__Assigned task A__: Sum up the article on change at the University of Idaho College of Law in two sentences.
__Assigned task B__: According to the article on change at the University of Idaho College of Law, whom did Johanna Kalb succeed as dean?

Tradition and Change at the University of Idaho College of Law

University of Idaho Spring Commencement 2021

Richard H. Seamon

Published September 2021

As I write this, less than a month remains before the University of Idaho College of Law welcomes its incoming class, the Class of 2024. I invite attorneys reading this to recall what law school class they were in. I was Class of 1986 myself and, perhaps like you, vividly remember the feelings of excitement, anxiety, and self-doubt that predominated on the eve of law school. I suspect that these eve-of-law-school feelings are shared by every incoming class since the College of Law opened its doors more than 110 years ago. Some things don’t change.

In contrast, the College of Law itself has changed in many significant ways since then. This issue highlights some of those changes.

Let us start with most exciting one: the College is blessed with a new dean, Johanna Kalb, who as of May 2021 succeeded the College’s former dean, Jerry Long, in whom the College was also blessed. Just in her short time on the job, Dean Kalb has infused the College with new energy and ideas. And, as Dean Kalb’s article shows, that energy will be channeled—and those ideas will be informed—–by an understanding of the distinctive duties of a land grant law school. In this way, change will be rooted in worthwhile, longstanding traditions.

The duties of a land grant law school, as Dean Kalb writes, include productively engaging with all the communities that a land grant law school serves; giving students practical knowledge and skills; and addressing access-to-justice challenges. All three duties are carried out in major ways by the College’s legal clinics, which are the subject of three other articles in this issue.

John Hinton writes about the Entrepreneurship Law Clinic, which is based in Boise and vitally connected to the Treasure Valley’s incredibly vibrant business community. This clinic gives students valuable transactional lawyering skills and serves startups and other small businesses in need of legal services.

Geoff Heeren describes the Immigration Clinic, which is based in Moscow and gives students valuable experience aiding an underserved community of clients in a growing area of legal practice.

Saved entries:
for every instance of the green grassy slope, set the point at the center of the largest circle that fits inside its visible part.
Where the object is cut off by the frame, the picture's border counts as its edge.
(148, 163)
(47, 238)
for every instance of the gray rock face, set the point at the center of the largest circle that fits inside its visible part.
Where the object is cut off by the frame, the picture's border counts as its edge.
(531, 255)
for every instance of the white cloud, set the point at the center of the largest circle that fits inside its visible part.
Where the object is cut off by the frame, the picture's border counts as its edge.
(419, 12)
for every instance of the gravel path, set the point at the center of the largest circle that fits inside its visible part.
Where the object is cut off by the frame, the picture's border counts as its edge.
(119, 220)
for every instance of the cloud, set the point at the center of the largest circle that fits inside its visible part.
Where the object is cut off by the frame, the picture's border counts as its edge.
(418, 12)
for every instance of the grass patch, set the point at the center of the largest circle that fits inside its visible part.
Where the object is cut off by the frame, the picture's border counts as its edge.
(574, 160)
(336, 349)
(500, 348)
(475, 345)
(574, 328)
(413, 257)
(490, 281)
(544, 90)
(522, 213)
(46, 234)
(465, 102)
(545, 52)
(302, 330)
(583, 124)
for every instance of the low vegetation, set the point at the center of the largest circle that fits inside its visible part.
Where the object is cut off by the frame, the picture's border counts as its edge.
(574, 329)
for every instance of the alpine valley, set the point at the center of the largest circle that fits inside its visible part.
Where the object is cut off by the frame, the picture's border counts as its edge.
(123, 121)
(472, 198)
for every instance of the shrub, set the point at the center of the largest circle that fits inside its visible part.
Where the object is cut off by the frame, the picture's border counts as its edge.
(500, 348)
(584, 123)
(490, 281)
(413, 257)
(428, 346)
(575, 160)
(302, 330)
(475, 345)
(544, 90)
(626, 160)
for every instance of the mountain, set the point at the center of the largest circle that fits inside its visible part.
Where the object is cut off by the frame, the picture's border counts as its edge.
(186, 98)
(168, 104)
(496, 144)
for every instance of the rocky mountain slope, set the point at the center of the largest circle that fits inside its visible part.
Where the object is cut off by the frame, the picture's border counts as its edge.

__Task solution A__: The writer, from the Class of 1986, suspects that the excitement, anxiety, and self-doubt felt before law school are shared by every incoming class, while the College of Law itself has changed in many significant ways. The most exciting change is the new dean, Johanna Kalb, whose energy and ideas will be shaped by a land grant law school's duties (engaging with communities, giving students practical skills, and addressing access-to-justice challenges), and the College's legal clinics carry out all three duties in major ways.

__Task solution B__: She succeeded Jerry Long, the College's former dean, as of May 2021.